Extrait du texte.
◇ ◇ ◇ ◇ ◇

En attendant que ces arbres arrivent à maturité, exploiter la végétation du parc reste tentant. C’est pourquoi le projet prévoit d’autres alternatives pour aider la population à subvenir à ses besoins sans devoir puiser dans les ressources du parc. Vétérinaires Sans Frontières va notamment distribuer des chèvres aux familles les plus vulnérables. Ces animaux présentent plusieurs atouts pour diversifier l’alimentation et combattre la malnutrition ambiante : le lait de chèvre est riche en protéines et grâce au fumier, les récoltes sont plus abondantes, ce qui permet de vendre les surplus pour acheter d’autres aliments. Pour que l’élevage soit productif et sain, notre appui s’accompagne également de formations aux techniques d’élevage, de sensibilisations aux zoonoses et de soins vétérinaires.

◇ ◇ ◇ ◇ ◇

Données enregistrées.
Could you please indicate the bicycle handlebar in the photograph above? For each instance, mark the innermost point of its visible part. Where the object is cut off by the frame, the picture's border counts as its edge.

◇ ◇ ◇ ◇ ◇

Activité.
D'après l'extrait, de quoi le lait de chèvre est-il riche ? Les données n'ont aucun lien avec l'extrait.

Réponse.
Il est riche en protéines.